Point annotation records:
•••
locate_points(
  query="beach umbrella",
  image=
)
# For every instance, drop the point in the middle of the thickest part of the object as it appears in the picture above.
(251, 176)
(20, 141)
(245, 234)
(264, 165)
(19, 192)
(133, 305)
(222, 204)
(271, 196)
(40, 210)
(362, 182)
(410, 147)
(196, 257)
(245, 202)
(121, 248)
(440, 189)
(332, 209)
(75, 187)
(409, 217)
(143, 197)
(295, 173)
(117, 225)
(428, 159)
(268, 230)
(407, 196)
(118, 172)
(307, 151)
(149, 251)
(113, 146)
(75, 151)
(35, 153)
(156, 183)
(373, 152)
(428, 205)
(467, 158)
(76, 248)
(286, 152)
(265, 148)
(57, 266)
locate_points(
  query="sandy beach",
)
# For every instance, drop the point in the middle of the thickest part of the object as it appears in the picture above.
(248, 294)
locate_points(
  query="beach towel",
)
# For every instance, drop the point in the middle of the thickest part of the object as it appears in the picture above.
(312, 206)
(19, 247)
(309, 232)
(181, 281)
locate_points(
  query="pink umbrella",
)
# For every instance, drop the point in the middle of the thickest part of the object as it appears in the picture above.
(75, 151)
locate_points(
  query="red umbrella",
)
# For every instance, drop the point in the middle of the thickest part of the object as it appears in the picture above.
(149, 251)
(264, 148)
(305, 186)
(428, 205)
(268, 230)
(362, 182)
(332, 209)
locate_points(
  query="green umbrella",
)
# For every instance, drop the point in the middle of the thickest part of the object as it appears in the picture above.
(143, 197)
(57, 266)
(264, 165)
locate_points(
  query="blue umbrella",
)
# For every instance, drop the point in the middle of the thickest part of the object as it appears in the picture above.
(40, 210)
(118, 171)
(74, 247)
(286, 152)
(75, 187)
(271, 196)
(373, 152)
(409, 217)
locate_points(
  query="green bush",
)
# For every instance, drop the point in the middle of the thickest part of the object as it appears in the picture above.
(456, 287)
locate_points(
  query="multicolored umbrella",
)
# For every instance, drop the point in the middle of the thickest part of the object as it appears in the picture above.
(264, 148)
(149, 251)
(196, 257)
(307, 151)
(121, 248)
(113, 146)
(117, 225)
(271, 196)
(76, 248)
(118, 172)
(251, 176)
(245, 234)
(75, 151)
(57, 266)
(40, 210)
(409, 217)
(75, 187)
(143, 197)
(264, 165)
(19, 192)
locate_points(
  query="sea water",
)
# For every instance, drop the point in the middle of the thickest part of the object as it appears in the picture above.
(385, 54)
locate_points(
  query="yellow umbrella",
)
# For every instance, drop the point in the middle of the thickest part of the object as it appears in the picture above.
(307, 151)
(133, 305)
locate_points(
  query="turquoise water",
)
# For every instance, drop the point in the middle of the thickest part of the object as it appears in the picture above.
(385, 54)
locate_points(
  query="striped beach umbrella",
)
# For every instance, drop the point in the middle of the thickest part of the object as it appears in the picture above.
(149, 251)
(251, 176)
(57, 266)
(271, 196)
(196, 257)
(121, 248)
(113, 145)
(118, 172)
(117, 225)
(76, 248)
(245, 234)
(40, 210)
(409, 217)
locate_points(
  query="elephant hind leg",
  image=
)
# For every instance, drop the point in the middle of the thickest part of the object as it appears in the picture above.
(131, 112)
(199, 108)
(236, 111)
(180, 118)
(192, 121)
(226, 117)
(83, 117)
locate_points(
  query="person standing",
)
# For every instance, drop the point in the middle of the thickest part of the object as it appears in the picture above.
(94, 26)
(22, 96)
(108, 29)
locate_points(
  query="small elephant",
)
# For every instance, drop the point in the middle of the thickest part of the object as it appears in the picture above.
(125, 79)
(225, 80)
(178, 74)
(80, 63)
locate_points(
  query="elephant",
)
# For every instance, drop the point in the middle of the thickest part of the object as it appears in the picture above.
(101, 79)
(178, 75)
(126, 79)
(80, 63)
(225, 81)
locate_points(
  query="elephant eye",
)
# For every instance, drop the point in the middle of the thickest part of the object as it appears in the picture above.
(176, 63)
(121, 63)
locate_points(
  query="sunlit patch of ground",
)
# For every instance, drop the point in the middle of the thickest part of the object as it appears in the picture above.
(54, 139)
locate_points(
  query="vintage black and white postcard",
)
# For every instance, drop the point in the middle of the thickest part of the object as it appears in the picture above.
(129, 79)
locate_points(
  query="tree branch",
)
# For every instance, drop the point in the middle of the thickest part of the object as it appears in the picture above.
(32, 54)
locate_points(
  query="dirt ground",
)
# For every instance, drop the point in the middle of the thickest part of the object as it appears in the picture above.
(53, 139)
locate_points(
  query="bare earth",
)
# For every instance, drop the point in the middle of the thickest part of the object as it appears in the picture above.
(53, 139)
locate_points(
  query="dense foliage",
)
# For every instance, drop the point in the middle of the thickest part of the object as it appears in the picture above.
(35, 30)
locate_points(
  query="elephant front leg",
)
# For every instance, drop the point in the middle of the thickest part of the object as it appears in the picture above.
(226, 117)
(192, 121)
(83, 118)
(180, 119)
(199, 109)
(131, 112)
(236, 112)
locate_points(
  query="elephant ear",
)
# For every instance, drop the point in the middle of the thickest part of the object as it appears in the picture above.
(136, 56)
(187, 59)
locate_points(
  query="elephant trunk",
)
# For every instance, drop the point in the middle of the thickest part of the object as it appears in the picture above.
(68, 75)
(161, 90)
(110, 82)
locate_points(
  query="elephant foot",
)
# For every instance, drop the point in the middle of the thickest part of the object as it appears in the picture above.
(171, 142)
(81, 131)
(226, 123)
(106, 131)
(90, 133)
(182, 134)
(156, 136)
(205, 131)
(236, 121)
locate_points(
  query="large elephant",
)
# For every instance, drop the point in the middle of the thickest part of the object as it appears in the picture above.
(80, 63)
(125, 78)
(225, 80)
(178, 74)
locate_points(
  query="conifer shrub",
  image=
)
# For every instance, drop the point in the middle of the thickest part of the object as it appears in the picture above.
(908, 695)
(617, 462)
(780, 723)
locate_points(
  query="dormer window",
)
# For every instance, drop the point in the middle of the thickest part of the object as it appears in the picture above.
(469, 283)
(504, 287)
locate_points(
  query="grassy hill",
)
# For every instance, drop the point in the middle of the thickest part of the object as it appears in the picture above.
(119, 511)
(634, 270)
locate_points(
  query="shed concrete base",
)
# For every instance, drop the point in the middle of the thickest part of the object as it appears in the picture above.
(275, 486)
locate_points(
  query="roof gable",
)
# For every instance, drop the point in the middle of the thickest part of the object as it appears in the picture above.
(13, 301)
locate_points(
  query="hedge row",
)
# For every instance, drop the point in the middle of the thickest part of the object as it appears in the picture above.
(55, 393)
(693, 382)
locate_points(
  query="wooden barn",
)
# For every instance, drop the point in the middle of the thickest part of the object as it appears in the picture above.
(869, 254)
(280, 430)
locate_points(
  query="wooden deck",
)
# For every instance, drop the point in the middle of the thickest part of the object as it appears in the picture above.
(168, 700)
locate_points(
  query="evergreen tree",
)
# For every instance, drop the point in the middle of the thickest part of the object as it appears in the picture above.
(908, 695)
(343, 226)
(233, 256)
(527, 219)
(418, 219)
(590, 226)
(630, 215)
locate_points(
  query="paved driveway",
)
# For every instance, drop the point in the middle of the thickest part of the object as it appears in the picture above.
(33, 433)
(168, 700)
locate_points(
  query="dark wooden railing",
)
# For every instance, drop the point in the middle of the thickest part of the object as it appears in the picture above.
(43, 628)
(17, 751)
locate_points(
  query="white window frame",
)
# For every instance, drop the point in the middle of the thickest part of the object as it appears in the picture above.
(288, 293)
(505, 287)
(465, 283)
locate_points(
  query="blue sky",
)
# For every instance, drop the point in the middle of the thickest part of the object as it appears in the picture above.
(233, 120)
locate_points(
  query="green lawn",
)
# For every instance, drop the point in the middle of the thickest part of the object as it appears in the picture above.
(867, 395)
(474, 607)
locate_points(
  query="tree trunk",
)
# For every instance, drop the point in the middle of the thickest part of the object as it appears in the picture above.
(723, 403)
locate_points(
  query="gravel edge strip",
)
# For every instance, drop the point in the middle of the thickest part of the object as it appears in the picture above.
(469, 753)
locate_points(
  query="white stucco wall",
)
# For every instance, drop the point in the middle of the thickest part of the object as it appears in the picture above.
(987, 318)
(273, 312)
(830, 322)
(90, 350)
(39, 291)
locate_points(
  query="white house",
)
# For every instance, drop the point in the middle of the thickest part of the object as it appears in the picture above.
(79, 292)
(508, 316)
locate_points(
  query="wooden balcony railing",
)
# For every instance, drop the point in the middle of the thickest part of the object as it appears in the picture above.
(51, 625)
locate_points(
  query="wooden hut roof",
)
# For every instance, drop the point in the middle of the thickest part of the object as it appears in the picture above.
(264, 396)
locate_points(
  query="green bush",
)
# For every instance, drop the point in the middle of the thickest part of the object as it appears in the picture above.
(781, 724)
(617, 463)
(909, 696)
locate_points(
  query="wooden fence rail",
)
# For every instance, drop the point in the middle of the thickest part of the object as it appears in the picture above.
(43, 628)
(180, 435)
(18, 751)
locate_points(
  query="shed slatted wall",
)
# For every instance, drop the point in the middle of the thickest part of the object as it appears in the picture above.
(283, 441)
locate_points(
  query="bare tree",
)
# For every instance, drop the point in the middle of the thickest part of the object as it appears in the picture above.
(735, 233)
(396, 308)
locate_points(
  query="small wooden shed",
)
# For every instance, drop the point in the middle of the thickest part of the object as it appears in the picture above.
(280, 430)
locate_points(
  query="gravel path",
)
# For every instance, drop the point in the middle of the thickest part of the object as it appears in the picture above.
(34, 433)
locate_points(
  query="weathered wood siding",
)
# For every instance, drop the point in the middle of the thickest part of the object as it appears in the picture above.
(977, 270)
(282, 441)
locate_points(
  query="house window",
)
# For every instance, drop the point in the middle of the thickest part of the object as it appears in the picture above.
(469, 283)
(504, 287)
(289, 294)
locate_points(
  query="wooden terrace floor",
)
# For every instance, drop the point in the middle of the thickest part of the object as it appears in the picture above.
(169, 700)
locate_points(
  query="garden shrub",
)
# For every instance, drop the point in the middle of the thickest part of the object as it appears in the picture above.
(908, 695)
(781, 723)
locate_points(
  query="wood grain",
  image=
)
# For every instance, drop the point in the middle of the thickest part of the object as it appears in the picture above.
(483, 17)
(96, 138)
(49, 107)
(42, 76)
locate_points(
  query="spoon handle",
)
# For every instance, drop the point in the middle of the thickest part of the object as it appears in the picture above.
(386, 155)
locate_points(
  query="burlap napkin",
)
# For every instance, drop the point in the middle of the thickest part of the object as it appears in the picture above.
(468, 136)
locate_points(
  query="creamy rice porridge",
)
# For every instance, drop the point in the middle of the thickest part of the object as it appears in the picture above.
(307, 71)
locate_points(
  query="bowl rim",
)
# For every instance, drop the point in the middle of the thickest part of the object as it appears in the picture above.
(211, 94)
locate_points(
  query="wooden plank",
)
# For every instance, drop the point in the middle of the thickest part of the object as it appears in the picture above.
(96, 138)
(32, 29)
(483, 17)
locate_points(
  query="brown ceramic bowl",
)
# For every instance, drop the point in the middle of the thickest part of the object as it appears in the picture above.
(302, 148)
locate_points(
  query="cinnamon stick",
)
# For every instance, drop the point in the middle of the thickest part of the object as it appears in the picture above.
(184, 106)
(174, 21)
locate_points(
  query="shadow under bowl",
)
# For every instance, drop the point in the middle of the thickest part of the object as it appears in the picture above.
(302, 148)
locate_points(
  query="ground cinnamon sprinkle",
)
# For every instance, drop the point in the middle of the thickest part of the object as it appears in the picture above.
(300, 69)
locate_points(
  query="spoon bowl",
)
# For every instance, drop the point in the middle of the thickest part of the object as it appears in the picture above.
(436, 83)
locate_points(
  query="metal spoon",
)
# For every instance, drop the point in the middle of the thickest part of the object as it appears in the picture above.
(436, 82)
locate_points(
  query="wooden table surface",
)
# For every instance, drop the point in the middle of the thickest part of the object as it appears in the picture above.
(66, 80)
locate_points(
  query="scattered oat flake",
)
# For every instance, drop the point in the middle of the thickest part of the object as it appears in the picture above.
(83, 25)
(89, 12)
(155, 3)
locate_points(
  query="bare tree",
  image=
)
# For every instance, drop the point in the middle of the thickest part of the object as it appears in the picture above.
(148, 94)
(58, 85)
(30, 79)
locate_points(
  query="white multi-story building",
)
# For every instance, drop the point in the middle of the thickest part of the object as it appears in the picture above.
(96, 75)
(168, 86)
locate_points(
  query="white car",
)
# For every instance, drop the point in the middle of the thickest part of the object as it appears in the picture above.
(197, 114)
•••
Which lines in the material above contain the word "house"? Select each of them and copy it out in full.

  query="white house",
  query="house window",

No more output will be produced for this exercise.